In your copy, reproduce the entries exactly as they are, minus the images.

----

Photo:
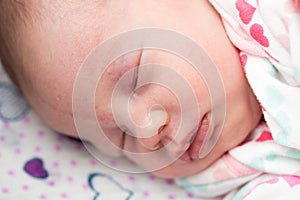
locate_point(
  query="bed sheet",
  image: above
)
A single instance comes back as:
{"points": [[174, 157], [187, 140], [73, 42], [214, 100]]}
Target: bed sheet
{"points": [[37, 163]]}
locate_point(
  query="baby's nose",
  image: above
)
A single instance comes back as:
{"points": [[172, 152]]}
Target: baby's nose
{"points": [[146, 120]]}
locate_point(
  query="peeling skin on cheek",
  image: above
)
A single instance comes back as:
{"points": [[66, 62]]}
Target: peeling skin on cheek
{"points": [[123, 64]]}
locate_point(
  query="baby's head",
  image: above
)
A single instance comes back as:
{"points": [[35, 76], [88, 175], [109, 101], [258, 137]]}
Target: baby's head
{"points": [[44, 43]]}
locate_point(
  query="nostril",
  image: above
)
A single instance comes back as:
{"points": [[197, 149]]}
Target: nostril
{"points": [[153, 143]]}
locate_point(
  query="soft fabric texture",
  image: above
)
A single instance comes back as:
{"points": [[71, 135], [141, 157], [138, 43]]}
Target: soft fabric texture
{"points": [[267, 164]]}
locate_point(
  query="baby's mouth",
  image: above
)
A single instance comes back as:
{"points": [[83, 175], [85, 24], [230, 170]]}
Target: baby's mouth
{"points": [[195, 146]]}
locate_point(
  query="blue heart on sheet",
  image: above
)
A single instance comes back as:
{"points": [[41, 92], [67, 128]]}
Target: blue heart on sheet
{"points": [[13, 106], [35, 168], [106, 187]]}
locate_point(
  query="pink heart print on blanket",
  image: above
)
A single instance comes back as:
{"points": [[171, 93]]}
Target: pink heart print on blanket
{"points": [[257, 33], [246, 11], [297, 3], [35, 168]]}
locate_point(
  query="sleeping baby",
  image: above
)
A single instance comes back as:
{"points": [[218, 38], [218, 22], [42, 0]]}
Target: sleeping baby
{"points": [[254, 46]]}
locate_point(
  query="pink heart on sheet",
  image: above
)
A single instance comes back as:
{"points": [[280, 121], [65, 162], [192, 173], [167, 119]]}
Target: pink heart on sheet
{"points": [[292, 180], [244, 59], [246, 11], [257, 33], [265, 136], [222, 174]]}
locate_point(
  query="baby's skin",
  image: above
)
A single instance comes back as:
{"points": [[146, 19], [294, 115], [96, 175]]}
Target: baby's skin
{"points": [[50, 50]]}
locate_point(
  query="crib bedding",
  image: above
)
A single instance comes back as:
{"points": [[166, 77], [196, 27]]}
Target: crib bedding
{"points": [[37, 163]]}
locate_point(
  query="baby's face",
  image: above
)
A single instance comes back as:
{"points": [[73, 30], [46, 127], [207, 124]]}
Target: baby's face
{"points": [[52, 50]]}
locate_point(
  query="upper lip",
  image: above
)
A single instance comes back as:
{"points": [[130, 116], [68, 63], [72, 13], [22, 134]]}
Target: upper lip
{"points": [[196, 142]]}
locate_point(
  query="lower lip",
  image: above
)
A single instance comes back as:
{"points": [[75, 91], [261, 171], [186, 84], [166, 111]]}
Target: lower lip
{"points": [[193, 152]]}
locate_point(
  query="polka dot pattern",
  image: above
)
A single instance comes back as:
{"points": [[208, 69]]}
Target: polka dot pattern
{"points": [[38, 163]]}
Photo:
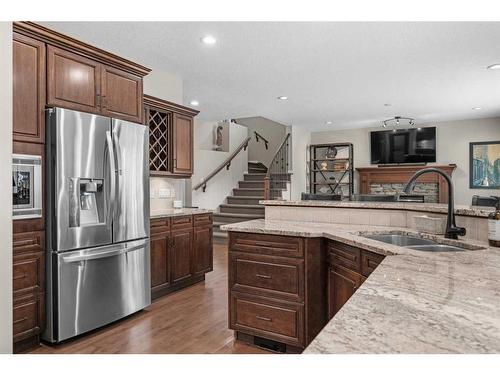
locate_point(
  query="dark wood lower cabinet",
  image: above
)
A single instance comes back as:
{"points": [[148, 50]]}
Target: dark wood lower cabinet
{"points": [[283, 290], [181, 252]]}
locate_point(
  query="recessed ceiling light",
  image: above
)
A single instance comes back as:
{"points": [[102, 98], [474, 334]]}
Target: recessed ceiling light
{"points": [[209, 39]]}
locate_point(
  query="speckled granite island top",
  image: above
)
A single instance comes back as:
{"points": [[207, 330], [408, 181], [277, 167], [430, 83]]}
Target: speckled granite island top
{"points": [[414, 302], [462, 210], [179, 212]]}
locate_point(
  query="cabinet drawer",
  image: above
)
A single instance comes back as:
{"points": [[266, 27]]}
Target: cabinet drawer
{"points": [[344, 255], [26, 318], [202, 220], [267, 244], [268, 318], [28, 273], [159, 225], [370, 261], [267, 276], [28, 242], [182, 222]]}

----

### CORRECT ANSWER
Photo:
locate_point(
  query="bed sheet",
  image: above
)
A single instance comes back as:
{"points": [[174, 157], [187, 140], [73, 42], [214, 100]]}
Target: bed sheet
{"points": [[37, 163]]}
locate_point(
  query="baby's nose",
  image: above
)
A single instance comes back as:
{"points": [[172, 152]]}
Target: baby's nose
{"points": [[146, 120]]}
locate_point(
  query="peeling skin on cheek",
  image: above
)
A single instance comes back as:
{"points": [[66, 62]]}
Target: peeling skin on cheek
{"points": [[123, 64]]}
locate_point(
  query="baby's head",
  image: above
)
A single instance comes back as:
{"points": [[35, 76], [88, 175], [109, 101], [258, 137]]}
Target: baby's head
{"points": [[44, 43]]}
locate_point(
  query="nostril",
  image: above
)
A single instance comes back as:
{"points": [[197, 149]]}
Target: nostril
{"points": [[153, 143]]}
locate_point(
  query="soft fabric texture",
  image: above
)
A single instance comes back as:
{"points": [[71, 135], [141, 157], [138, 43]]}
Target: soft fabric texture
{"points": [[267, 164]]}
locate_point(
  query="baby's mouth",
  image: above
)
A single instance comes back as:
{"points": [[83, 175], [85, 24], [230, 170]]}
Target: baby's mouth
{"points": [[195, 146]]}
locate_point(
  query="blue heart on sheet",
  image: above
)
A single instance comes back as:
{"points": [[41, 92], [67, 128]]}
Target: blue heart on sheet
{"points": [[13, 106], [35, 168], [106, 187]]}
locate_point(
  query="pink heart print on blanket",
  image: above
)
A single instance comes back as:
{"points": [[171, 93]]}
Target: pink heart print on blanket
{"points": [[257, 33], [246, 11], [297, 3], [35, 168]]}
locate_point(
  query="sleeping baby",
  image: above
)
A single instance comes back as:
{"points": [[218, 38], [218, 22], [42, 0]]}
Target: sleeping baby
{"points": [[254, 46]]}
locate_point(
  query="pink heart on sheet",
  image: above
)
A single instance comes back as:
{"points": [[280, 121], [65, 162], [192, 173], [167, 119]]}
Target: pink heart on sheet
{"points": [[292, 180], [244, 59], [246, 11], [257, 33], [265, 136], [222, 174]]}
locate_point(
  query="baby's skin",
  image: above
)
A single instance comes back as:
{"points": [[146, 19], [294, 115], [96, 175]]}
Target: baby's skin
{"points": [[50, 50]]}
locate_point(
  query="crib bedding",
  image: above
)
A single instance comes back as:
{"points": [[166, 77], [196, 27]]}
Target: crib bedding
{"points": [[37, 163]]}
locate_point(
  query="baby's face",
  image: above
)
A single instance comes back as:
{"points": [[73, 30], [46, 127], [207, 124]]}
Target: baby's face
{"points": [[52, 50]]}
locate_point(
  query="upper lip",
  image: above
)
A single instance comes back as:
{"points": [[130, 116], [68, 63], [72, 13], [22, 134]]}
Target: upper lip
{"points": [[196, 142]]}
locate_point(
  query="lower lip",
  image: above
)
A single instance comes back as:
{"points": [[75, 91], [261, 171], [186, 84], [166, 111]]}
Target: lower lip
{"points": [[193, 152]]}
locate_point(
  query="polka dot pattern",
  image: above
)
A single instance comes back as:
{"points": [[208, 69]]}
Target: polka dot pattern
{"points": [[38, 163]]}
Photo:
locate_point(
  query="dark wood lower cabinet",
  image: above
)
A single instance comes back as:
{"points": [[148, 50]]}
Target: dark wood lower cabinet
{"points": [[283, 290], [181, 252]]}
locate_point(
  query="recessed ceiling light",
  image: above
)
A single instance comes back as:
{"points": [[102, 98], [474, 334]]}
Target: recessed ceiling light
{"points": [[209, 39]]}
locate_point(
  query="speckled granite island top",
  image: above
)
A single instance comes back as:
{"points": [[207, 330], [408, 181], [277, 167], [430, 83]]}
Target: speckled granite island top
{"points": [[414, 302], [462, 210], [179, 212]]}
locate_point(
  query="cabinet drawer",
  image: above
)
A single instance comes back as:
{"points": [[266, 27]]}
Target: cabinet drawer
{"points": [[344, 255], [26, 318], [202, 220], [267, 244], [268, 318], [28, 273], [159, 225], [370, 261], [267, 276], [28, 242], [182, 222]]}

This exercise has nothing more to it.